# What is required:
Copy out the data word for word. The images are not part of the copy.

# Recorded data:
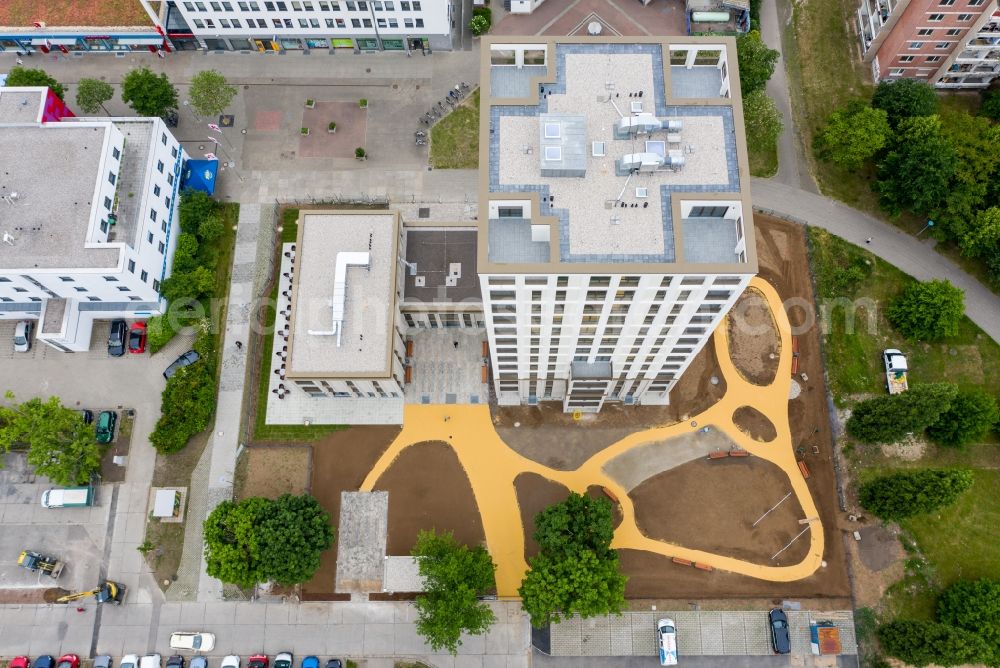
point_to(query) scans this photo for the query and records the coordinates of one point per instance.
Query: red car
(137, 339)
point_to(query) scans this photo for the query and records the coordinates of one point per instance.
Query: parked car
(187, 359)
(666, 635)
(781, 642)
(116, 339)
(106, 422)
(22, 336)
(137, 338)
(197, 641)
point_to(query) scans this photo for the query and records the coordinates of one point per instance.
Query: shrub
(904, 494)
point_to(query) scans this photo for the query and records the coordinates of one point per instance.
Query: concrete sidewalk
(914, 256)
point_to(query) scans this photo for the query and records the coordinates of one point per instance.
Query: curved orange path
(492, 465)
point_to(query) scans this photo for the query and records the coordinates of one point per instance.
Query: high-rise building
(323, 25)
(88, 218)
(947, 43)
(616, 229)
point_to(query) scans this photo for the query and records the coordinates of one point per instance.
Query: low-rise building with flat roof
(616, 229)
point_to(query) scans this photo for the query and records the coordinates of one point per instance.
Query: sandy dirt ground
(340, 462)
(428, 489)
(752, 421)
(551, 437)
(754, 344)
(272, 471)
(712, 504)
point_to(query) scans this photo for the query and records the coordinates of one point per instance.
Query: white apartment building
(615, 219)
(322, 25)
(89, 217)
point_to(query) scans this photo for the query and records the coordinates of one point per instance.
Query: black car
(780, 640)
(116, 339)
(187, 359)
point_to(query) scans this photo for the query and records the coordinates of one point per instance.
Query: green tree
(761, 119)
(25, 77)
(578, 523)
(258, 540)
(903, 494)
(904, 98)
(921, 643)
(889, 418)
(60, 446)
(973, 605)
(91, 94)
(928, 310)
(455, 576)
(756, 61)
(210, 93)
(559, 586)
(853, 134)
(972, 413)
(147, 93)
(917, 172)
(983, 236)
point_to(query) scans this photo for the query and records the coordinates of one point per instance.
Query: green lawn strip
(263, 432)
(455, 138)
(854, 363)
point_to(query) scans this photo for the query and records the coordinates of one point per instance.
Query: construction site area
(727, 492)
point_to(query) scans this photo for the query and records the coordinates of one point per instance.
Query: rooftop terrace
(64, 13)
(359, 344)
(610, 210)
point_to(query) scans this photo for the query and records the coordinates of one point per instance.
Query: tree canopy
(757, 62)
(60, 445)
(889, 418)
(147, 93)
(972, 413)
(903, 494)
(917, 172)
(259, 540)
(210, 93)
(928, 310)
(455, 576)
(853, 134)
(91, 94)
(904, 98)
(23, 76)
(576, 571)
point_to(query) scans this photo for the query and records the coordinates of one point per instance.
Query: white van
(72, 497)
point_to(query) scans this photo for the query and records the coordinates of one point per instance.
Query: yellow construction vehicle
(106, 592)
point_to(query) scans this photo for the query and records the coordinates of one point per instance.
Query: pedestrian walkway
(914, 256)
(708, 632)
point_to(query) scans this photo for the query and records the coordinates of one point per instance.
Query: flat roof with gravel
(369, 301)
(55, 170)
(603, 213)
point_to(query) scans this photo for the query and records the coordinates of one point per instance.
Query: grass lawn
(455, 138)
(268, 432)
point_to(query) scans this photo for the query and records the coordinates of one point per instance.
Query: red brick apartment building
(948, 43)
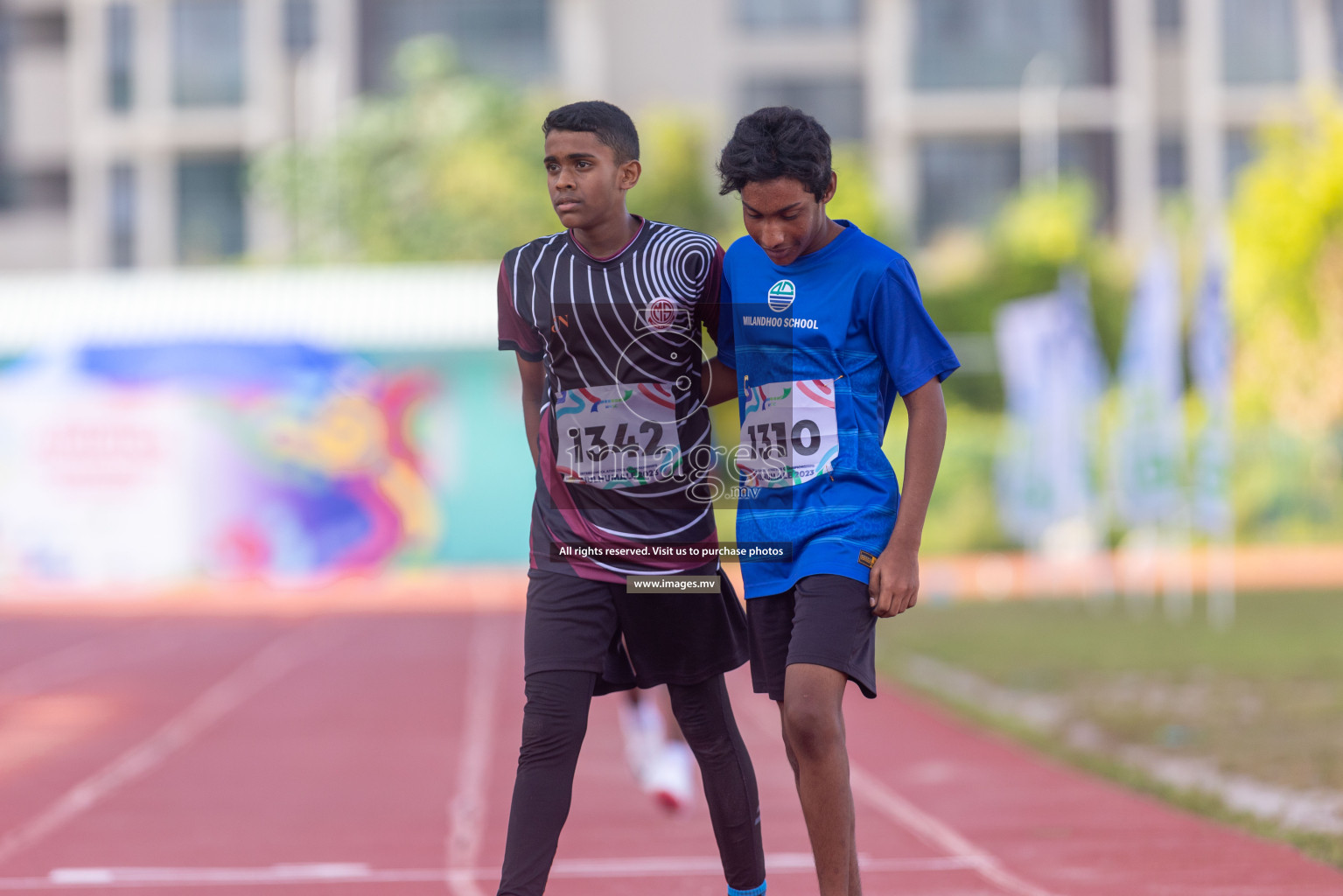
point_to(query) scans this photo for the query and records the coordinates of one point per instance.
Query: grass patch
(1263, 699)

# Solved problem:
point_to(query) scans this photo for the query and records the coordinates of one point per instance.
Query: red car
(137, 339)
point_to(query) scans this photo for the query and records the coordinates of one point per instance.
Query: parked car
(187, 359)
(666, 635)
(781, 642)
(116, 339)
(106, 422)
(22, 336)
(137, 338)
(197, 641)
point_to(query) scans this photo for the query and records the coordinates of one point per instance.
Query: shrub
(904, 494)
point_to(query) scans this photo for the query and records the coordinates of one point per instance.
Query: concrete sidewalk
(914, 256)
point_to(query) scans this photo for the query and records the coordinates of one point per instance.
Query: curved orange path
(492, 465)
point_to(query) scans this photo for the query and records the coordinates of one point per instance.
Query: high-rise building
(323, 25)
(88, 218)
(947, 43)
(616, 229)
point_to(query) scans this photo for the query and records the coordinates of one point per instance.
Query: low-rise building with flat roof
(616, 229)
point_to(query) scans this photo for the query and records the coordinates of one point per instance.
Query: sandy dirt ground
(340, 462)
(428, 489)
(752, 421)
(551, 437)
(754, 344)
(272, 471)
(712, 504)
point_to(query) scans this photo for the query and records the coordinates of one point per instance.
Query: white apartment building
(615, 219)
(322, 25)
(89, 217)
point_to(query) scans this photo for the query and records the coordinates of one point per instance.
Query: black car
(780, 640)
(116, 339)
(187, 359)
point_to(query) scans this photo for the query and records the coordinates of one point per instance.
Query: green tree
(761, 119)
(25, 77)
(578, 523)
(258, 540)
(903, 494)
(904, 98)
(921, 643)
(889, 418)
(60, 446)
(973, 605)
(91, 94)
(928, 310)
(455, 576)
(756, 61)
(210, 93)
(559, 586)
(853, 134)
(972, 413)
(147, 93)
(917, 172)
(983, 236)
point_to(query) scans this photo for the query and records the coordinates of one point per instance.
Query: green lawn strip
(263, 432)
(455, 138)
(854, 363)
point_to(query) scans this photo for the query and records the coordinates of one point per instance.
Query: construction site area
(727, 492)
point_to(query) scans this photo for the query and records the coordinates of one point per instance.
Query: rooftop terrace
(64, 13)
(359, 344)
(610, 210)
point_to(query) scans this photo for the query and records the coordinates of one point per instance.
Query: tree canopy
(757, 62)
(60, 445)
(889, 418)
(147, 93)
(972, 413)
(903, 494)
(917, 172)
(259, 540)
(210, 93)
(928, 310)
(455, 576)
(853, 134)
(91, 94)
(904, 98)
(23, 76)
(576, 571)
point_to(query) scans this photo for the query and records the coordinates of one point per instance.
Query: white van
(72, 497)
point_to(query) scans this photo for the query and records the coordinates of one point per instance.
Query: yellow construction vehicle
(106, 592)
point_to(query) scans this photo for the query and records the coordinates of one point per instance.
Query: pedestrian walkway
(914, 256)
(708, 632)
point_to(query) scans this photo for the query and records the coordinates of one point per instance.
Query: flat roof with gravel
(369, 301)
(55, 170)
(603, 213)
point_to(query) scans this photo for the query and records the coordinates of one point per instance.
Query: grass lawn
(455, 138)
(268, 432)
point_to(query) scans this photo for the query and records the coordinates of one point per instance.
Query: red brick apartment building
(948, 43)
point_to(query) scans this photo for the query and records the coordinates of one point per instance.
Query: grass patch
(1263, 699)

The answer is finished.